§ **Task to complete**
Scale the part that opens with the line containing "Put a marker on each instance of the player's shadow" and closes at the end of the rows. Write out those lines, requests included, with every x and y coordinate in the answers multiplied by 1.9 and rounded to a whole number (halves round up), and give only those lines.
···
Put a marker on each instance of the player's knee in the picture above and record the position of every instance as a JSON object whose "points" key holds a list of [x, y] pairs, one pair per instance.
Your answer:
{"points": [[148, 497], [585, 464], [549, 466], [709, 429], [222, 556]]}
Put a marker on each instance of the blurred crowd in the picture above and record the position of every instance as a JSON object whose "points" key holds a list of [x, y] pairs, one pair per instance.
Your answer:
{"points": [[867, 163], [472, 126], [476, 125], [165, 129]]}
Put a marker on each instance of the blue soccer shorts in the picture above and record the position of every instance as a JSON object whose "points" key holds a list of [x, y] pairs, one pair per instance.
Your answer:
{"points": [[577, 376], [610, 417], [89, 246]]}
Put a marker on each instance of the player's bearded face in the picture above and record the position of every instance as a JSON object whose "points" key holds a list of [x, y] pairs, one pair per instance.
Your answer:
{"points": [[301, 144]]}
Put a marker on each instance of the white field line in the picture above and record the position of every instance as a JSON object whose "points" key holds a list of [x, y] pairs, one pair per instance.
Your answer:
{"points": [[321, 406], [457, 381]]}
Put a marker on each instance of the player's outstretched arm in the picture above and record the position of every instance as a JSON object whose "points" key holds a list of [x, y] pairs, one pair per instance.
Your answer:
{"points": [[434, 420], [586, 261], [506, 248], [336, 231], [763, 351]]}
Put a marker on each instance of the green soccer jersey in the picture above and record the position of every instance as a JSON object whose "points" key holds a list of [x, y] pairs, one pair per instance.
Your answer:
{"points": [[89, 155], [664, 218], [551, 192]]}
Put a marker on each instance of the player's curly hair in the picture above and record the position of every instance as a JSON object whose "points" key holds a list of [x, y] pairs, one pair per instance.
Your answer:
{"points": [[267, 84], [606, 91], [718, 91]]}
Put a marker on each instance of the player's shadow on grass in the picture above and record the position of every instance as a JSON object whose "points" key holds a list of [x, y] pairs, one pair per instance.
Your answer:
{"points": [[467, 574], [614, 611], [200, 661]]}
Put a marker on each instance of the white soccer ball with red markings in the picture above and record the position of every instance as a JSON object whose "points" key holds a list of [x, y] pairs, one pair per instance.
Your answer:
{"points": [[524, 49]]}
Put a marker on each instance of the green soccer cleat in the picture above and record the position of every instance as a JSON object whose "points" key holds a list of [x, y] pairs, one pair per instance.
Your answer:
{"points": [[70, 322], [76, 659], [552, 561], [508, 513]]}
···
§ **Output of the task**
Put a marker on each instance of the player's shadow on grass in the picture above and record the position of every instance as a JSON object whose "points" key holds a list of [x, y] pairs, one pair per instance.
Your answer:
{"points": [[887, 1091], [1167, 1161], [380, 1256]]}
Put a marker on each instance of the white soccer ball with red markings in the picture above and record the position of every instance as a JSON object whose "points" key holds a list of [x, y] pairs, one pair per instance.
Your answer:
{"points": [[996, 93]]}
Put a marker on each instance of the green soccer cleat in the picture above and record the position of every instance as a JSON object whose "points" key holds a list of [x, y] pairs, one pair per instance.
Your answer:
{"points": [[133, 612], [144, 1252], [1049, 1066], [965, 975]]}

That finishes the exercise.